## Textauszug:
Das hört sich erstmal gut an. Doch wie erkennt man, ob jemand mit reinen Herzen“ an einer Friedenskundgebung teilnimmt? Das ist doch ein schwammiges, nicht überprüfbares Kriterium. Da ist doch ehrlicher zu fordern, dass niemand mit rechten Insignien, Bannern etc. auf Friedensdemonstrationen auflaufen soll. Das kann man zumindest klar überprüfen. 

 
Fragen wirft auf die These 2 auf, in der es heißt: „Die Friedensbewegung war schon immer Diffamierungen ausgesetzt. Neu ist gegenüber früher, dass dieses bei uns durch Kräfte aus Organisationen erfolgt, die bisher in der Friedensbewegung verwurzelt waren. Damit werden innerhalb von großen Mitgliedsorganisationen tiefgehende Widersprüche provoziert, da in ihnen zugleich nach wie vor Menschen aktiv sind, die Stigmatisierung und Ausgrenzung ablehnen. Dasselbe gilt für wichtige Partner der Friedensbewegung, wie Gewerkschaften oder kirchliche Kreise.“

Nun ist die Auseinandersetzung um die Bündnispolitik der Friedensbewegung nicht neu, wie Kristian Golla mit Verweis auf den Friedenswinter erläuterte. Es waren aber langjährige Gruppen der Friedensbewegung, die für eine klare Abgrenzung nach rechts plädierten. Wird das jetzt als Diffamierung begriffen? Zudem werden Großorganisationen wie der DGB scheinbar nicht von der Diskussion um die Abgrenzung nach rechts sondern durch eine aus ihrer Sicht zu geringe Abgrenzung abgeschreckt. So zogen im osthessischen Fulda der DGB und die IG-Metall ihre Unterstützung für den Ostermarsch 2023 zurück, weil dort auch der ehemalige LINKEN-Politiker Dieter Dehm, der für eine Kooperation auch mit rechten Gruppen eintritt, reden sollte.

## Aufgabenstellung 1:
Welche Organisationen zogen laut dem Textauszug in Fulda ihre Unterstützung für den Ostermarsch 2023 zurück?
Textauszug und Auflistung haben nichts miteinander zu tun.

## Auflistung:
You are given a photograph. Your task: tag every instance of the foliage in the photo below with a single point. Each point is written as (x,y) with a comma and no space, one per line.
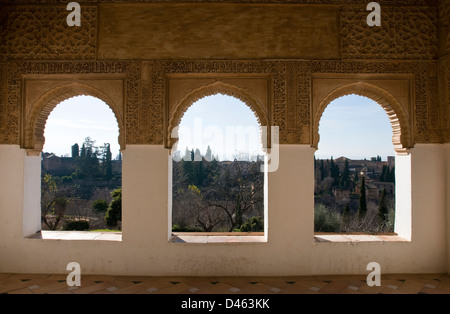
(53,202)
(382,208)
(326,220)
(114,213)
(215,195)
(100,206)
(254,224)
(78,225)
(362,208)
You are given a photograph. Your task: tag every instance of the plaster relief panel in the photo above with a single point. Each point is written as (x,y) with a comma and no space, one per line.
(405,33)
(184,90)
(41,32)
(218,31)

## Aufgabenstellung 2:
Finde alle Zeilen der Auflistung, in denen die Zeichenfolge „task“ vorkommt, und gib jede davon vollständig wieder. Groß- und Kleinschreibung ist dabei zu beachten.

## Lösung 1:
Der DGB und die IG-Metall.

## Lösung 2:
You are given a photograph. Your task: tag every instance of the foliage in the photo below with a single point. Each point is written as (x,y) with a comma and no space, one per line.
You are given a photograph. Your task: tag every instance of the plaster relief panel in the photo above with a single point. Each point is written as (x,y) with a comma and no space, one per line.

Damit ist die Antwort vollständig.